## [Work to do]
Copy out the data starting at the line that contains "stone in the photo above." and ending at the last line of the data, substituting "pebble" for "small stone" and leaving everything else unchanged.

--- begin Records supplied ---

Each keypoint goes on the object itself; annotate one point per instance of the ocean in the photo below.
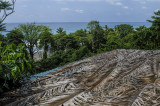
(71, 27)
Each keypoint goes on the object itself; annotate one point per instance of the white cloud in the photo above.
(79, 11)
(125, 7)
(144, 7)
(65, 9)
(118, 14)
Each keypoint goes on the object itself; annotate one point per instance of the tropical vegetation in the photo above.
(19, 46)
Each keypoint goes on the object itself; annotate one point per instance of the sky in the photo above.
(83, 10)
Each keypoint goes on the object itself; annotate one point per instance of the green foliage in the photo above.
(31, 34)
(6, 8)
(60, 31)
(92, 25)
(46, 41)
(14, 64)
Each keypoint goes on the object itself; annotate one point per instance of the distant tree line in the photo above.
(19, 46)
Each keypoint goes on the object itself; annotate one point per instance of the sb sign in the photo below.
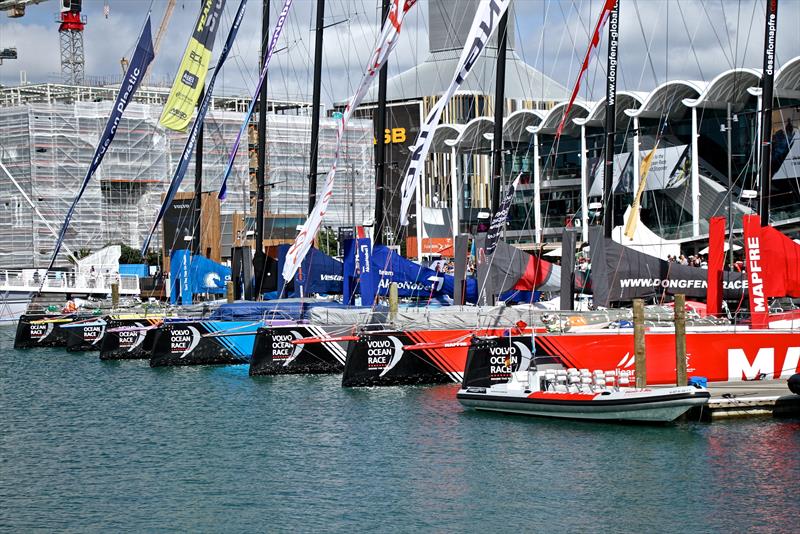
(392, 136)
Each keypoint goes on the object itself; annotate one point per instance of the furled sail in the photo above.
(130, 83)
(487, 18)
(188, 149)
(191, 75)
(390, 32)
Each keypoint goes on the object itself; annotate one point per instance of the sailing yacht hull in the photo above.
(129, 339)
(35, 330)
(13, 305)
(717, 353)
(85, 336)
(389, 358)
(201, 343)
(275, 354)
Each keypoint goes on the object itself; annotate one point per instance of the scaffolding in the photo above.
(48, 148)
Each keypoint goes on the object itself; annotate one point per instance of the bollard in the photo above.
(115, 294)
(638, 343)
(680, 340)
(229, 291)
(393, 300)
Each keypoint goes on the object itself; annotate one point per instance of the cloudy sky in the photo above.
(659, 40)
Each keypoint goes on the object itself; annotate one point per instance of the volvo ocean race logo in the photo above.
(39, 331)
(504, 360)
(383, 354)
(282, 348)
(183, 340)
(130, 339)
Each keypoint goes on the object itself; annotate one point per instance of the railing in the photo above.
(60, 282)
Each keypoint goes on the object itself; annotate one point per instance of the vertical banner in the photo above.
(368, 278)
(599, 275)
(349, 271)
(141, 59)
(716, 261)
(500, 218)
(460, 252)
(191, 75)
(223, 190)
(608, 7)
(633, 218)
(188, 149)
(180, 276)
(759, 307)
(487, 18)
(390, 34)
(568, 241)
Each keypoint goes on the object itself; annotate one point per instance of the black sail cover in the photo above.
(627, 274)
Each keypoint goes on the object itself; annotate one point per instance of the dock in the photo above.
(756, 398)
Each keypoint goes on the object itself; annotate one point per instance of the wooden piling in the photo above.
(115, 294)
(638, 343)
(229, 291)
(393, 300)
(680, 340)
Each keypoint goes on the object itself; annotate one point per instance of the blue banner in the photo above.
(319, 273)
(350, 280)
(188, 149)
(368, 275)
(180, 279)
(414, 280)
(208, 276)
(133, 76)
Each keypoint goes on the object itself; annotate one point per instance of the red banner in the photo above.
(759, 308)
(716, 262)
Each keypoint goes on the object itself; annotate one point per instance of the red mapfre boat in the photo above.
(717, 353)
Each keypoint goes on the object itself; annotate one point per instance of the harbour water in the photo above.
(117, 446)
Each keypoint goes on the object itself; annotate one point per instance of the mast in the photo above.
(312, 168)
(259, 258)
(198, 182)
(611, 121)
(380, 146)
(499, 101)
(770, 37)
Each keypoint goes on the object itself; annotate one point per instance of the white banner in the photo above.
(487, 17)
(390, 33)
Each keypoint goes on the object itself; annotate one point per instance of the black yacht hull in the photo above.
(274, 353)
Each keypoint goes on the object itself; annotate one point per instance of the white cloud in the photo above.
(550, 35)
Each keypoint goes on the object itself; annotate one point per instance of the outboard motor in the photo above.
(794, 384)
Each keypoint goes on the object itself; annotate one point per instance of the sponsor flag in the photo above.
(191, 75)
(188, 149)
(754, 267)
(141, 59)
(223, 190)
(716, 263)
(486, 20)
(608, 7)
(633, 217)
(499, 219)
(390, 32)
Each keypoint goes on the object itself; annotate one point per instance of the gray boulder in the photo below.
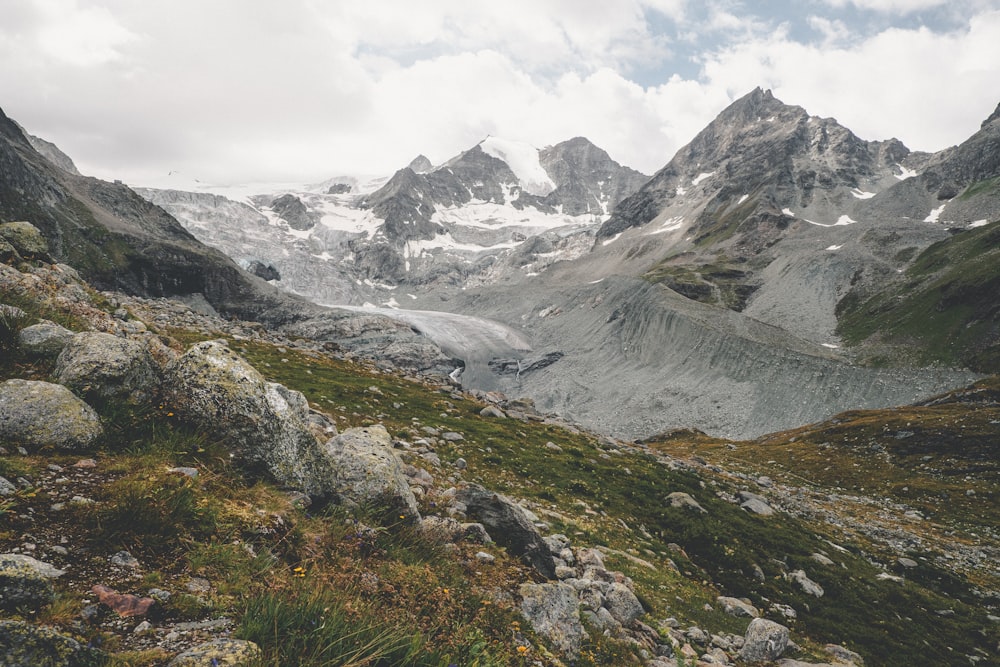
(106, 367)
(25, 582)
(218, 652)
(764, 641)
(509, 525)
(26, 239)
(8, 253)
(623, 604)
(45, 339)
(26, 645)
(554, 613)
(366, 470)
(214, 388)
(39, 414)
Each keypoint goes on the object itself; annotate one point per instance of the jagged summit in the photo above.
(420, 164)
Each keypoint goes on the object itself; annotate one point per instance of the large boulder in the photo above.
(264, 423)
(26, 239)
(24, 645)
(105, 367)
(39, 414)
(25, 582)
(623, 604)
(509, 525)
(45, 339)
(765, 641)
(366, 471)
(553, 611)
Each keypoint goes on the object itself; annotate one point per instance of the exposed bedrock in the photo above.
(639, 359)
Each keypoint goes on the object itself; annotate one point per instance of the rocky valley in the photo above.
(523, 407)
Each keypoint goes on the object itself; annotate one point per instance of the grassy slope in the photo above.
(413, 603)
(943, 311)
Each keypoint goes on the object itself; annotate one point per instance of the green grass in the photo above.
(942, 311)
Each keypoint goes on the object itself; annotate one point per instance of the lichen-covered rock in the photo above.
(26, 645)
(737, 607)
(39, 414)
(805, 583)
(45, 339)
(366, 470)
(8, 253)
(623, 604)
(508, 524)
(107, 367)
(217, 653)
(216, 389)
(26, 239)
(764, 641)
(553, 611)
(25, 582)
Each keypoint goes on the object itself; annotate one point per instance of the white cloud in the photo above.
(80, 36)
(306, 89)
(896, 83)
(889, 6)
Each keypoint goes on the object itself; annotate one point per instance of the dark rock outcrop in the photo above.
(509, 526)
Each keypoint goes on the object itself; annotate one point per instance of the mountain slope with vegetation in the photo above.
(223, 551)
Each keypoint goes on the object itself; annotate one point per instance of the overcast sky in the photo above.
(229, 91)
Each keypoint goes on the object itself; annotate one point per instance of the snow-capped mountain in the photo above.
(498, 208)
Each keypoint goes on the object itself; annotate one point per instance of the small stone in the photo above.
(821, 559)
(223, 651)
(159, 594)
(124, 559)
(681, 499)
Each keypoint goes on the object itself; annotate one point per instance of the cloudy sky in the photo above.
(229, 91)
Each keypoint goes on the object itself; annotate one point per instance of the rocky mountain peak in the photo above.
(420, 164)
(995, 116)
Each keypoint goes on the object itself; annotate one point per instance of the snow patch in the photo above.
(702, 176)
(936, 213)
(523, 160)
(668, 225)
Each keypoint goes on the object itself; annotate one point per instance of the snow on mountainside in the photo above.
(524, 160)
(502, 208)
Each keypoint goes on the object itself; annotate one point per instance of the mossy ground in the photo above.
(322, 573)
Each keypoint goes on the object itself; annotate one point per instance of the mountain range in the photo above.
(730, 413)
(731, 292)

--- end Records supplied ---

## [Expected answer]
Each keypoint goes on the object itself; annotate one point per instance of the pebble in the photo above.
(821, 559)
(223, 651)
(159, 594)
(124, 559)
(681, 499)
Each keypoint goes on the object itself; annotate one point per instance of the cloudy sky in the photo above.
(229, 91)
Each keypoint goes on the object itself; annotate one point per instance of the rocky mountain peak in the photo above.
(420, 164)
(995, 116)
Each keypoint goes on the object itself; annotate one point per instance of the snow patch in the photo above.
(702, 176)
(936, 213)
(523, 160)
(668, 225)
Each keypoint goes on the object itself; annotate one point per instance of the snow on mountainside in the photo above.
(524, 160)
(502, 208)
Each keypoint goes on the object itself; annotate one point per instance of the mossy ground in the photo above.
(322, 573)
Each keypoint goes on the object itself; annotate one point per instance of the mountain range in the photo above.
(730, 413)
(731, 292)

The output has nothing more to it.